◆ Problem set:
(A) Answer these questions from the text on the Strong Start program:
(i) In what month and year was a social worker added to the team?
(ii) What percentage of patients returned for their postpartum appointment before Strong Start?
(iii) Which organization reported on the program's first year in an evaluation provided to CMMI?
(B) Translate this sentence from the text on the Strong Start program into Spanish: "Timpner believes that the patients’ ability to text Nance and Hamilton at any hour, day or night, has been a huge part of the program’s success."

◆ Text block:
Hamilton’s patients are all over South Carolina. “A lot of these girls don’t have much family support at all,” she says. “Sometimes their parents are deceased or they are estranged from them. Sometimes their parents are in prison, all sorts of things. We provide a support system for them.”
Hamilton cites the 20-year-old patient who went to the ER every day (and made frequent false abduction claims to the police) because of what Hamilton eventually realized was a need for attention. “Her mother passed away when she was 12. She needed a lot of social support. Once I got her under my wing and she knew she could trust me, she just stopped going to the ER, stopped calling the police, and did well with her pregnancy.”
In August 2014, a social worker was added to the team. Sarah Friedrich, LMSW, connects patients with the resources they need, such as emergency housing, affordable housing, financial assistance, transportation, employment assistance, and assistance signing up for benefits. She also helps mothers obtain infant supplies and gain support through parenting and childbirth classes.
Sullivan says he’s learned that noncompliance is not necessarily a character flaw or recalcitrance. He cites the patient who would not take her insulin. Nance discovered that she had no permanent home, no transportation, and thus found it hard to get her prescription filled. Once Nance got her a place in a homeless shelter, arranged for transportation, and arranged for her to use the pharmacy at MUSC when she came for her prenatal care, she took her insulin regularly. “In the usual doctor’s office or clinic, we don’t screen people for those problems except at the opening visit and sometimes they don’t exist at the opening visit,” Sullivan says.
Timpner believes that the patients’ ability to text Nance and Hamilton at any hour, day or night, has been a huge part of the program’s success. “I think that kind of access is what keeps them from going to the ER,” she says.
At the conclusion of the grant in 2016, Strong Start sites will be reporting to CMMI on outcomes. These measures will include ER visits, total costs, length of hospital stay for mother and baby, total dollars spent in terms of pregnancy, regular prematurity rates, breastfeeding rates, and rates of prematurity: late preterm (34 to 36 weeks’ gestation), very preterm (less than 32 weeks) and very early preterm (28 weeks). Already, the MUSC site is able to document an increase in compliance for postpartum visits. Before Strong Start, 40% of patients returned for their postpartum appointment. Now the rate is closer to 70%, reports Sullivan.
Nance and Hamilton have several success stories of being able to extend the delivery date of complicated patients (some with preterm birth histories) by several weeks past 35 weeks.
In an evaluation of the program’s first year provided to CMMI, the Urban Institute reported that women being served by Strong Start thus far have lower than average Cesarean section rates, higher rates of breastfeeding, and in some cases, lower rates of preterm deliveries than the nation as a whole. For the full report, visit http://www.urban.org/research/publication/strong-start-mothers-and-newborns-evaluation/view/full_report.
While it is too early to make broad generalizations about the effects of Strong Start, these early data suggest some positive trends that merit attention as public and private health care officials work toward better birth outcomes for the nation’s youngest citizens.
In the larger health care environment, case management will not be adopted widely without changes in payment policy. For-profit hospitals will need to have an incentive to use effective hospital-to-home care management. Similarly, primary care practices are not likely to hire registered nurse care-managers if they are not reimbursed for that person’s work or don’t receive a share of the savings generated.
The Medicaid population in South Carolina is growing, says Sullivan. Programs such as Strong Start provide the kind of health care delivery innovation that is smart business and compassionate as well, as it gives mothers and the support they need to deliver a healthy baby.

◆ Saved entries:
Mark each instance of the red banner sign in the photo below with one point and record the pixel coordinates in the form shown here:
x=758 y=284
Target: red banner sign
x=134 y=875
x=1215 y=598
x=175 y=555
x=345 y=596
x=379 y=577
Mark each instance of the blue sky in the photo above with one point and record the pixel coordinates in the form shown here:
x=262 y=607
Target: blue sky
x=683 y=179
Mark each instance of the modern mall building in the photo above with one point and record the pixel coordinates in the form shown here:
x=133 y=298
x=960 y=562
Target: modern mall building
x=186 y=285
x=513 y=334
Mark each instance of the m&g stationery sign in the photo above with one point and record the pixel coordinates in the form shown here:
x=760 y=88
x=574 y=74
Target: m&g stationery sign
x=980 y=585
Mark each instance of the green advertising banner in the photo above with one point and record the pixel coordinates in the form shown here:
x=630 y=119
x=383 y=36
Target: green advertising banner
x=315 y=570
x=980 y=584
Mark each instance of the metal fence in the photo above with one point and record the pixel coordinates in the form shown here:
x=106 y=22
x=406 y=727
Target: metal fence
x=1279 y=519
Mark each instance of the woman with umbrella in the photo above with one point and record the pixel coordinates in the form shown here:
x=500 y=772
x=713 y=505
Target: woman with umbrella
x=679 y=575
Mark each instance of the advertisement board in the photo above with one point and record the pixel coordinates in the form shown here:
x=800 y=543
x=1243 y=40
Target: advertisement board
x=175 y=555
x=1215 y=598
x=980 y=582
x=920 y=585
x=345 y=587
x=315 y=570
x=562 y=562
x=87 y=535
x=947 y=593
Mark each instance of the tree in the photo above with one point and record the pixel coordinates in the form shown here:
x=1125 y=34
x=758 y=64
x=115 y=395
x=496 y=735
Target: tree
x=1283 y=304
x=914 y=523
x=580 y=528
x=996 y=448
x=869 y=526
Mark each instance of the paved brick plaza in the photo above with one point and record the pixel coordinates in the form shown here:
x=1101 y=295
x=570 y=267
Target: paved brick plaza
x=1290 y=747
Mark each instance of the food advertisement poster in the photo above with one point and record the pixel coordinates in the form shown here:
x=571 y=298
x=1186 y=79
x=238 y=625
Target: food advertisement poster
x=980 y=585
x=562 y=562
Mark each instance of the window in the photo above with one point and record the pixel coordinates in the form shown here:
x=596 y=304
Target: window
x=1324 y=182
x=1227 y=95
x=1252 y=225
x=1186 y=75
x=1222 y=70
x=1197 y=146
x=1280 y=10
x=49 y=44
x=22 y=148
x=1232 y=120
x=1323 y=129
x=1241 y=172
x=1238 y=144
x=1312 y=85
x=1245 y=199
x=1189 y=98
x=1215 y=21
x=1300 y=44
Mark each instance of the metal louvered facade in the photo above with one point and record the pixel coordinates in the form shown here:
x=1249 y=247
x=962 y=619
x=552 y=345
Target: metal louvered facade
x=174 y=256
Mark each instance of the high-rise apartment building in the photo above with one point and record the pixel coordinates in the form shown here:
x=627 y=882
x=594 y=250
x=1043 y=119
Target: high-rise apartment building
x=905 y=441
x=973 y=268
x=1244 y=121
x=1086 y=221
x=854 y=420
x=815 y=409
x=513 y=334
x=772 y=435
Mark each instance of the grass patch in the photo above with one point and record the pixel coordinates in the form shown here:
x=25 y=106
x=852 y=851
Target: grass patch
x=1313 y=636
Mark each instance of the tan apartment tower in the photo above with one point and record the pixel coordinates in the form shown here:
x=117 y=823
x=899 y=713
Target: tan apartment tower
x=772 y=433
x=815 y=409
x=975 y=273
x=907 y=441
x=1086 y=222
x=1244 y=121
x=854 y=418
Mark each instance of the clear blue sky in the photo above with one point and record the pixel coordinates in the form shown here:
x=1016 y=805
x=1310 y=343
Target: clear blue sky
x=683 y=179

◆ Solutions to the tasks:
(A)
(i) August 2014
(ii) 40%
(iii) The Urban Institute

(B) Timpner cree que la posibilidad de que las pacientes envíen mensajes de texto a Nance y Hamilton a cualquier hora, de día o de noche, ha sido una parte enorme del éxito del programa.